AIM OF THE EXERCISE: Please reproduce the records from their start through the line containing "[(252, 335), (57, 188)]", with the requests included and every coordinate in the answers offset by adding 137. Leave the pictures out.

Named object pointing records
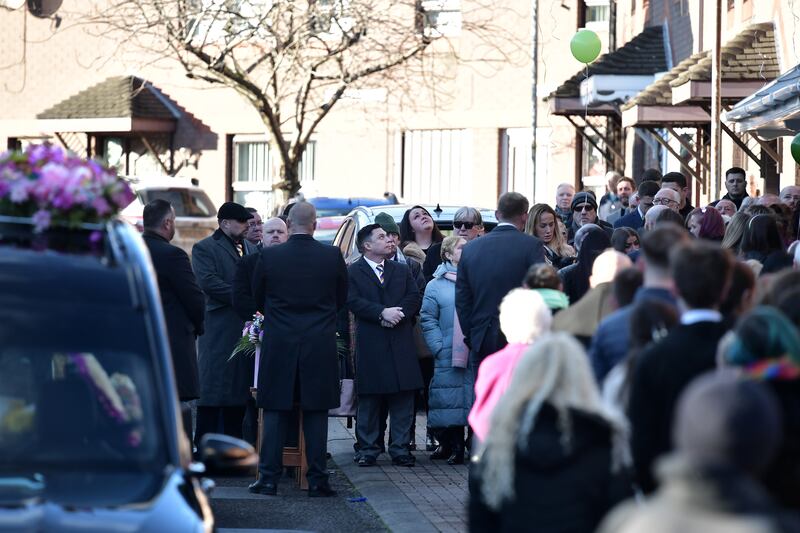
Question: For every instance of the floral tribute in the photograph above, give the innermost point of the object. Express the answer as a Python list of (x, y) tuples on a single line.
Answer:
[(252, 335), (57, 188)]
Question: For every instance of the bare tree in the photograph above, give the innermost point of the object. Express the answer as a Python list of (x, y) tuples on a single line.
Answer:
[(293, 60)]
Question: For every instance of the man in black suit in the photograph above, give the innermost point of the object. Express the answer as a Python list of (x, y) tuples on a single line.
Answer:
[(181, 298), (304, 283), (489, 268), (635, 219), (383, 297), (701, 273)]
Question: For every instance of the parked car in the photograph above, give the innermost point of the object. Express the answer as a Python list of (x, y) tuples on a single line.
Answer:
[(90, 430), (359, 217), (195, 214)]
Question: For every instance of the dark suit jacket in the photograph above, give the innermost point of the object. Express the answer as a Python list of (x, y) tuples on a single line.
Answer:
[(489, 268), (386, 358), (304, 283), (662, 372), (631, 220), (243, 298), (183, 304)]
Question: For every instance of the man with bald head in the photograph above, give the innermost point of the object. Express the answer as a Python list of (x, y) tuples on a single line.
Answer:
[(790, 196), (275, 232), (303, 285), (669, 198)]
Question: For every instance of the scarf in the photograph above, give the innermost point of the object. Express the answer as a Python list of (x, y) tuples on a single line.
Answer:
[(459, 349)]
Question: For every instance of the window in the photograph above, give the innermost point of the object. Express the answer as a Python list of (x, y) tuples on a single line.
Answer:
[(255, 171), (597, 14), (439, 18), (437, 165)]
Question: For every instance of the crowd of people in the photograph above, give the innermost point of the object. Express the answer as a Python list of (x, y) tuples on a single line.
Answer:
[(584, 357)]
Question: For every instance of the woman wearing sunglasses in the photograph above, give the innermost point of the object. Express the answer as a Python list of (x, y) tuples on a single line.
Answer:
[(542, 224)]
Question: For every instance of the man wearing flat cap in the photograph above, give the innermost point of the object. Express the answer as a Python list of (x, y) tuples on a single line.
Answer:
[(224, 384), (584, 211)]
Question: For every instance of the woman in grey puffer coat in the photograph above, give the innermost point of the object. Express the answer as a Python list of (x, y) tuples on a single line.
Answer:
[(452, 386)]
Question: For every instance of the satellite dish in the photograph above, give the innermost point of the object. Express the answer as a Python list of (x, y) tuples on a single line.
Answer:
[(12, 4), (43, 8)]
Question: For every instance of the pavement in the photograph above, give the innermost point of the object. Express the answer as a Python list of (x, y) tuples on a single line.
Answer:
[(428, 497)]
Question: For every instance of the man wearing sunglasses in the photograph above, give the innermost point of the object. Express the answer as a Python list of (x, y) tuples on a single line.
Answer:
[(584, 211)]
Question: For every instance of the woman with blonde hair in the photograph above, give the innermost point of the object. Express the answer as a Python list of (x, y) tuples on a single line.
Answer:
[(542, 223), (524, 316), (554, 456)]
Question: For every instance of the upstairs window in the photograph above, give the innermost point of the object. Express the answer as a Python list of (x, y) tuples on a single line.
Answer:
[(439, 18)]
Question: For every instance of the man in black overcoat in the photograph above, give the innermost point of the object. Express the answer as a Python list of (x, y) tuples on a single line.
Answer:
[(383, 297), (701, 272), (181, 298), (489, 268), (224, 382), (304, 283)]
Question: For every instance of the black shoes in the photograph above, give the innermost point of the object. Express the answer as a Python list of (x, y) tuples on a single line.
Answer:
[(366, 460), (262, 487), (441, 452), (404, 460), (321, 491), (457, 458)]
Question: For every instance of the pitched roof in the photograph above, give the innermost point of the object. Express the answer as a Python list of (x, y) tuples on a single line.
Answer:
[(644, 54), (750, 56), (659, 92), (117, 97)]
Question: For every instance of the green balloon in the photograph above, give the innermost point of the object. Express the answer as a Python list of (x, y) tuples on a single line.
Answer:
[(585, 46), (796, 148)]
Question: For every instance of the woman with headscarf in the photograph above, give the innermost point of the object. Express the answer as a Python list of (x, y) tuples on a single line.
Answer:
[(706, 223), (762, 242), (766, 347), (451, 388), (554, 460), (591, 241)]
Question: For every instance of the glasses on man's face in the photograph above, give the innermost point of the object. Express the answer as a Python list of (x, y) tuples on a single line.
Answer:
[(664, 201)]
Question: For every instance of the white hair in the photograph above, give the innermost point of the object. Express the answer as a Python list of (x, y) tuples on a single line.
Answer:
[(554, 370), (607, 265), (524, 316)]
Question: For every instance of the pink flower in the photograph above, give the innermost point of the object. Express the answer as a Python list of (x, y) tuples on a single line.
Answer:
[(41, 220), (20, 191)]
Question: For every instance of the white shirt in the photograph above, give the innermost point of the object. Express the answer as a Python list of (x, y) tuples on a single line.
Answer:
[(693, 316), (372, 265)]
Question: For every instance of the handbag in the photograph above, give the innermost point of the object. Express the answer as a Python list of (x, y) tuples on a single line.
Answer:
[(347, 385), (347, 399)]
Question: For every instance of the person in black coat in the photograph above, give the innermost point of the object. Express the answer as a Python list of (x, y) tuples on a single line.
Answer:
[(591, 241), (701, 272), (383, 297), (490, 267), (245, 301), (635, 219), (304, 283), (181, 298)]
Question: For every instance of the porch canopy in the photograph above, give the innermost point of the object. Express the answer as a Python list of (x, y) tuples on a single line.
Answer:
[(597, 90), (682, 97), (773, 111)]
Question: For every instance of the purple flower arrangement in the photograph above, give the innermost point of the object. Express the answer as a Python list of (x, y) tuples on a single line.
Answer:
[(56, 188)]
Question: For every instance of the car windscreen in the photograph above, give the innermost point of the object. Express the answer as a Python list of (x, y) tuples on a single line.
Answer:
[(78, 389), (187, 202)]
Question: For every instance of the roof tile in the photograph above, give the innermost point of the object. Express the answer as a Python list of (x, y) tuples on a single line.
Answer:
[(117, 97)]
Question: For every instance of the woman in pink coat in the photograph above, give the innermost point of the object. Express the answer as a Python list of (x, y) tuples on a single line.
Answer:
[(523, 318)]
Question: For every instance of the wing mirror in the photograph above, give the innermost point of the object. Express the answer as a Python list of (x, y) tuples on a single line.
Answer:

SOLUTION FOR THIS PROBLEM:
Question: For every instance of the floral tribute in the photograph above, give the innermost point of the object. Express the answer as a Python list of (x, y) tuples on a single line.
Answer:
[(389, 472), (194, 325)]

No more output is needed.